[What to work on] Reproduce the whole text on statistics and agriculture below, word for word and without any changes.

[Text for analysis]
▬▬▬▬▬▬▬▬▬▬
Journal of the Royal Statistical Society
Statistics and Agriculture [статья]
Опубликовано на портале: 19-07-2004J. C. Gower Journal of the Royal Statistical Society. 1988. Vol. 151. No. 1. P. 179-200.
The relationship between statistics and agricultural research is reviewed. From the end of the 18th century until the present, three main periods are identified: from the beginnings of scientific agriculture in the Age of Improvement until the first world war, which saw the use of field experiments to give information on plant nutrition and which lead to a recognition of the need to handle variability, the interwar years, dominated by R. A. Fisher, which saw the founding of experimental design as a statistical discipline, the clearer understanding of the different contributions to variability, the application of the new ideas to new areas associated with agriculture (e.g. bioassay and multivariate analysis) and outside agriculture (e.g. medicine and industry) and the development of mathematical statistics, and the post-war years, initially concerned with an elaboration and unification of earlier ideas but, more recently, with new methodology encouraged in response to new directions in agricultural research (e.g. molecular biology, modelling), new forms of measurement provided by novel instrumentation, and by computing developments (agricultural statisticians have been prominent in developing statistical software). Over the 200 years covered by the review, agricultural production of all kinds has dramatically increased and it is held that statistics has played its part, usually indirectly, by encouraging the efficient use of limited research resources and, occasionally, by discouraging unjustified research. Increased production is currently less of a priority but many agricultural research problems remain to which statisticians can and should contribute (e.g. food quality, efficiency, environmental impact, stability of production).
▬▬▬▬▬▬▬▬▬▬
[Information]

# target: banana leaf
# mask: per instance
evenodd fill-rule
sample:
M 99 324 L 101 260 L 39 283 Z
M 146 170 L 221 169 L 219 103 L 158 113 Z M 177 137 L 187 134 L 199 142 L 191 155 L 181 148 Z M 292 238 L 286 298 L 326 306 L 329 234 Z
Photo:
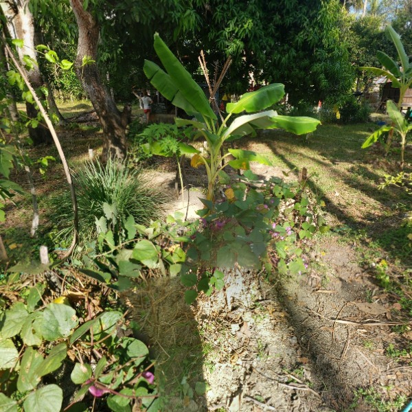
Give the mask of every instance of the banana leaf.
▬▬▬▬▬▬▬▬▬▬
[Your solution]
Journal of the Royal Statistical Society
Statistics and Agriculture [статья]
Опубликовано на портале: 19-07-2004J. C. Gower Journal of the Royal Statistical Society. 1988. Vol. 151. No. 1. P. 179-200.
The relationship between statistics and agricultural research is reviewed. From the end of the 18th century until the present, three main periods are identified: from the beginnings of scientific agriculture in the Age of Improvement until the first world war, which saw the use of field experiments to give information on plant nutrition and which lead to a recognition of the need to handle variability, the interwar years, dominated by R. A. Fisher, which saw the founding of experimental design as a statistical discipline, the clearer understanding of the different contributions to variability, the application of the new ideas to new areas associated with agriculture (e.g. bioassay and multivariate analysis) and outside agriculture (e.g. medicine and industry) and the development of mathematical statistics, and the post-war years, initially concerned with an elaboration and unification of earlier ideas but, more recently, with new methodology encouraged in response to new directions in agricultural research (e.g. molecular biology, modelling), new forms of measurement provided by novel instrumentation, and by computing developments (agricultural statisticians have been prominent in developing statistical software). Over the 200 years covered by the review, agricultural production of all kinds has dramatically increased and it is held that statistics has played its part, usually indirectly, by encouraging the efficient use of limited research resources and, occasionally, by discouraging unjustified research. Increased production is currently less of a priority but many agricultural research problems remain to which statisticians can and should contribute (e.g. food quality, efficiency, environmental impact, stability of production).